Exercise instructions =
Reproduce exactly the line with "wall. Return only the coordinates." and the lines after it. Stop at the last line of the data and include nothing else.

Entries taken from a collection
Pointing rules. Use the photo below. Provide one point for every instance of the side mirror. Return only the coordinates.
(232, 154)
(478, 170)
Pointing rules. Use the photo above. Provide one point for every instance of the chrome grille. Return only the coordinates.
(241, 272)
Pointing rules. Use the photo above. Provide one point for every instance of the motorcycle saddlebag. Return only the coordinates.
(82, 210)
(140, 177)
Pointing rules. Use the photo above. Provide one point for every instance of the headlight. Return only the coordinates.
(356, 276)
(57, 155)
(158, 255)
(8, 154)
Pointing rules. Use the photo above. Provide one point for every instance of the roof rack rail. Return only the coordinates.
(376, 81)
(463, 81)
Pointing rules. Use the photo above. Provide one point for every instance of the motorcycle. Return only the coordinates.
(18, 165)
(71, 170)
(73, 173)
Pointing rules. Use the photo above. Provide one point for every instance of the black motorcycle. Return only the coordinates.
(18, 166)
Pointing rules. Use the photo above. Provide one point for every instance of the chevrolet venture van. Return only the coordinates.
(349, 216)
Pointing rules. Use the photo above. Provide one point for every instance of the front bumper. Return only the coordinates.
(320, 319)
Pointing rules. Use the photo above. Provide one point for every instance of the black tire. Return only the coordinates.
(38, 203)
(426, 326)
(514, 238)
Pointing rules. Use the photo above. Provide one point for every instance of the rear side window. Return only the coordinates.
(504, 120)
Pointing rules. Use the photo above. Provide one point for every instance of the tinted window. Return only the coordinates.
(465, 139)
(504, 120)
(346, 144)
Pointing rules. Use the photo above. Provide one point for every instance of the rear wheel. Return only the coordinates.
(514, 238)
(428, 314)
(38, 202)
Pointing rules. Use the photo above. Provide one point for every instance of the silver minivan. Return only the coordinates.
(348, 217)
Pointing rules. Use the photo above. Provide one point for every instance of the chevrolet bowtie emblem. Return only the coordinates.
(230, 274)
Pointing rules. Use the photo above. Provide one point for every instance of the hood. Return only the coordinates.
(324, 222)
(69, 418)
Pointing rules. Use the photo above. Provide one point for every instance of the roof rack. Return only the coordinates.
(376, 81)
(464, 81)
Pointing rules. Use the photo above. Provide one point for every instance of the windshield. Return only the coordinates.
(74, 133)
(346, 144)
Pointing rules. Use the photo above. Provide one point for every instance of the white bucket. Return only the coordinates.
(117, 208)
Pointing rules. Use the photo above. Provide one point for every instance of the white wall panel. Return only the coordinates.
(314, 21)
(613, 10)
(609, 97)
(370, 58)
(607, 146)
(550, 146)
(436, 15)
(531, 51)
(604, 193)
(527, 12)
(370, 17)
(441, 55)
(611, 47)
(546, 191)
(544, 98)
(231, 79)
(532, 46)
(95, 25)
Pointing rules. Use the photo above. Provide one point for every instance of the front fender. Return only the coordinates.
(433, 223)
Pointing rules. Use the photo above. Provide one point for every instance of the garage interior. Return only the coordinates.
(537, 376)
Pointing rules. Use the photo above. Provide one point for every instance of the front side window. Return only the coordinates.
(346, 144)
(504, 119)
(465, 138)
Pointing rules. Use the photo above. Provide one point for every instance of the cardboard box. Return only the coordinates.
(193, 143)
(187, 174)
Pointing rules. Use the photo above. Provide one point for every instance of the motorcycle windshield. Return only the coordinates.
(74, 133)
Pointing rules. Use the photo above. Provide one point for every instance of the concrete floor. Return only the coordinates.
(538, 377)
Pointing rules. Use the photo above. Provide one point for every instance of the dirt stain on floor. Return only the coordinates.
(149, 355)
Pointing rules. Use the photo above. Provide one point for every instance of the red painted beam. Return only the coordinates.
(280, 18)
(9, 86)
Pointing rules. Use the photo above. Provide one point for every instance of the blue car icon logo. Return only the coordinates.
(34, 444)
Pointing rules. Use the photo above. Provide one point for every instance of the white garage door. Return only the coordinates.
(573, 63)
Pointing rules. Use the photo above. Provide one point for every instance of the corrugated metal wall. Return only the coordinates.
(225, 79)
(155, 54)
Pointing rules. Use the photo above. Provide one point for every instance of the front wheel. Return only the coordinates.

Solution to the problem =
Pointing rules. Use the photo above. Provide one point for every instance of the corrugated metal wall. Return only the coordinates.
(225, 79)
(155, 54)
Pointing rules. Use the photo above. Provide one point for every instance of the front wheel. Return only the coordinates.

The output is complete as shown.